* **Problem requirements**
When writing out the listing below, reproduce every word exactly and skip the pictures.

* **Records for the task**
..............................

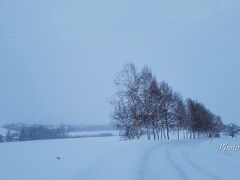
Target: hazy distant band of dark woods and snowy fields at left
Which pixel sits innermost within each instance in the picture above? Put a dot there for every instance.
(23, 132)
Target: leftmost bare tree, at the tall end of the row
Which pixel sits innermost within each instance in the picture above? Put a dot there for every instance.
(126, 113)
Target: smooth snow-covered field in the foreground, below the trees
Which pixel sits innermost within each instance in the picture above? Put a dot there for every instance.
(109, 158)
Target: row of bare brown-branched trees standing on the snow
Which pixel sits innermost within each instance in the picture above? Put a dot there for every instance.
(144, 106)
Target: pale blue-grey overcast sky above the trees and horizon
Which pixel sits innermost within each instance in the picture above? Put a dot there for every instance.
(58, 58)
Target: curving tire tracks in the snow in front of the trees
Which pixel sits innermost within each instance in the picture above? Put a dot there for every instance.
(168, 150)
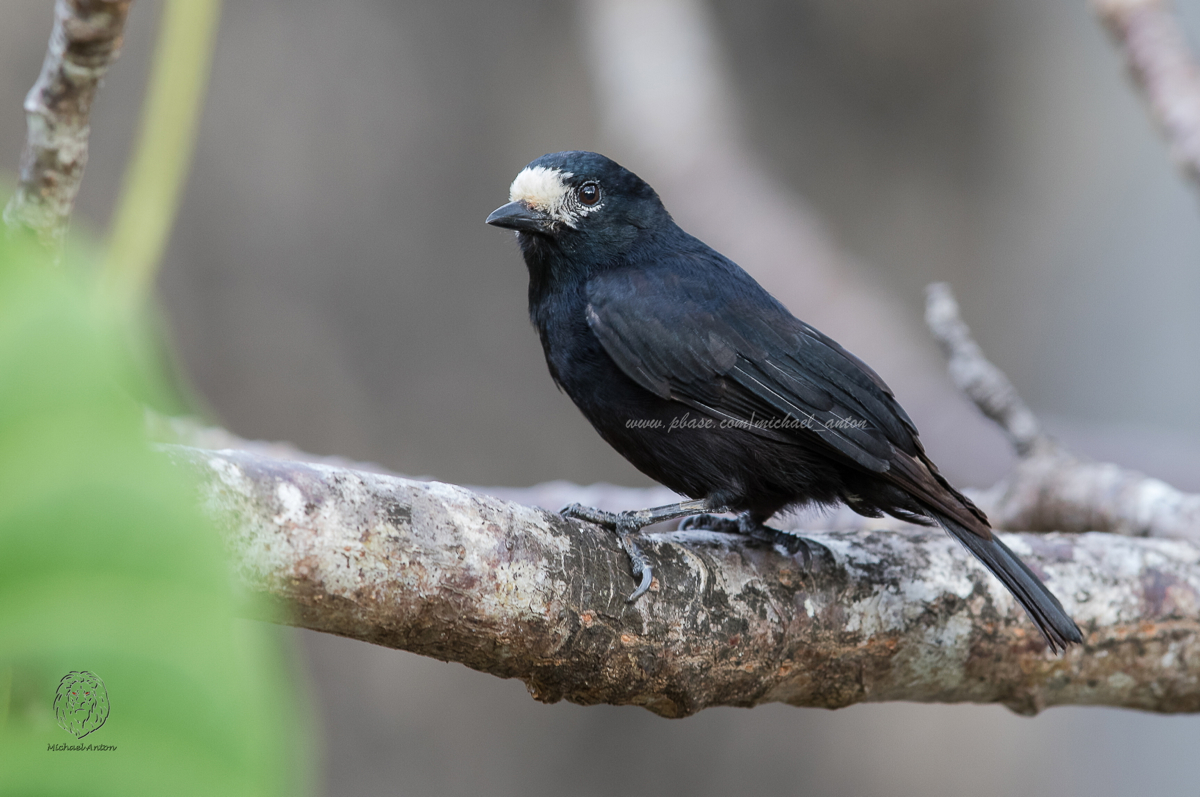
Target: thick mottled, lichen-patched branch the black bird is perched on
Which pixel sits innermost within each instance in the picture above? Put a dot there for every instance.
(523, 594)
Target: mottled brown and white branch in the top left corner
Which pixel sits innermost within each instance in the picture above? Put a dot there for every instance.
(86, 40)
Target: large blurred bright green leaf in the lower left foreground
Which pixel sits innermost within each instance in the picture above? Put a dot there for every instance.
(107, 567)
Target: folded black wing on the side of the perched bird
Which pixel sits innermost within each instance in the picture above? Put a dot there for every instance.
(707, 335)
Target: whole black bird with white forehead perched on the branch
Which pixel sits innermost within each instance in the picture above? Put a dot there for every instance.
(706, 383)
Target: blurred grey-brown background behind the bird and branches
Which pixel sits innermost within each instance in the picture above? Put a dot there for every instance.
(331, 283)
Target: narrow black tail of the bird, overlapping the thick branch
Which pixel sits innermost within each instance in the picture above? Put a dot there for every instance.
(1041, 604)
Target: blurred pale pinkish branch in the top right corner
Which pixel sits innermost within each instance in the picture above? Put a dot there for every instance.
(1163, 67)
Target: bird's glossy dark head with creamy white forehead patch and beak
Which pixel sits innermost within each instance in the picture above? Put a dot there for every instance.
(580, 205)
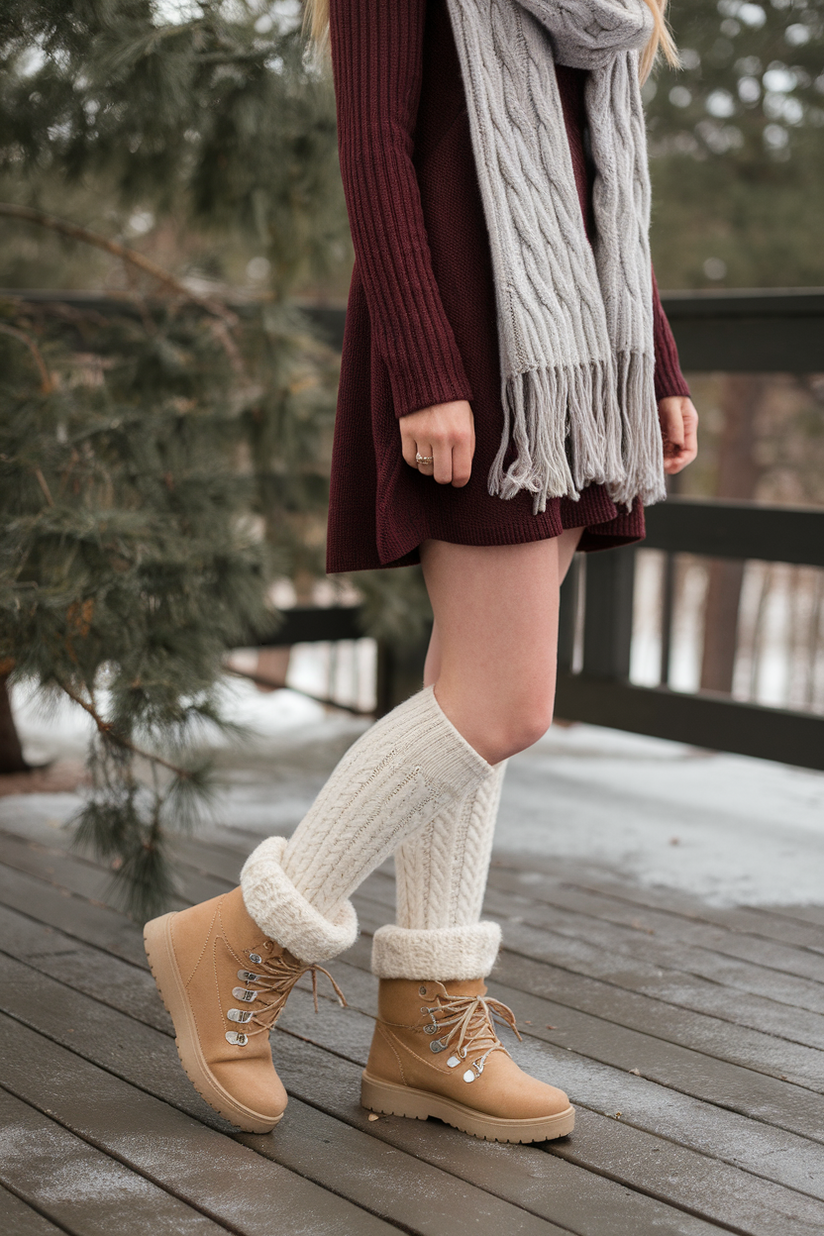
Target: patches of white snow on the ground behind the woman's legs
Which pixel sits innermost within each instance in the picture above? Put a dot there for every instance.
(726, 828)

..............................

* **Written solution**
Target: hazy distant band of dark woods and snowy fields at left
Which pixel sits innermost within each instance in the picture above? Put a dot there for every instance.
(23, 132)
Target: leftmost bare tree, at the tall end of the row
Which pixel sits innermost within each instance in the picture above? Put a dot there for every instance.
(126, 113)
Target: smooth snow-covered field in the foreground, below the trees
Which pixel sits innermost within each instance in the picture above? Put a dot there for every instance.
(109, 158)
Target: row of bare brown-branched trees standing on the snow
Which pixel sits innermost within each instance in the picture above? Put a dot there for every instance.
(144, 106)
Target: pale blue-grey overcast sky above the trees and horizon
Which pixel sits innermost within each instance in the picture above? Put a dot there for every instance.
(58, 58)
Target: curving tire tracks in the snow in front of the trees
Which pixel sits innermost within each instance in the picture above? Put a dot there for every instance.
(168, 150)
Target: thick mottled, lichen-patched branch the black bird is perched on
Which pixel sits innermost within each instance in the picture above? Put a dot there for every instance.
(523, 594)
Target: mottled brown and white branch in the top left corner
Which pixel sits innermost within each instance in the picture above? Put a dot there for every instance.
(86, 40)
Target: large blurred bright green leaf in the lower left foreground
Which pixel sits innermost within each instance in the picture above? Put a dot there for every instance.
(107, 567)
Target: folded black wing on the side of the perched bird
Which pixel sits innermost within each instance in the picture above? Put a dot there for every instance.
(707, 335)
Target: whole black bird with white forehead perched on the branch
Which pixel sits innermost within each instance in the picture above? Put a dot there for every instance.
(706, 383)
Target: blurred grey-brown background behind the bird and branches
Which pixel sits innermost within each instance in the picture above? Put a dot there for every instance.
(331, 283)
Target: narrow black tail of the bird, overlapping the thick branch
Which pixel sits innermost within each instance in the picture above? Put a dot there for every instance.
(1041, 604)
Target: blurred pale pinkish branch in the top right corner
Which pixel sits innermost within each instance in the picture above? Put a dot there for every instance.
(1163, 67)
Target: bird's glossy dark head with creamy white forehead patch and beak
Which pixel sits innermost within each instance in the picture above? Put a dot there for every instance.
(580, 205)
Target: patches of white snow on the ground behind the woman's legs
Which pixel sits innermost within each instance in the picture above? Put a dot there for every instance.
(726, 828)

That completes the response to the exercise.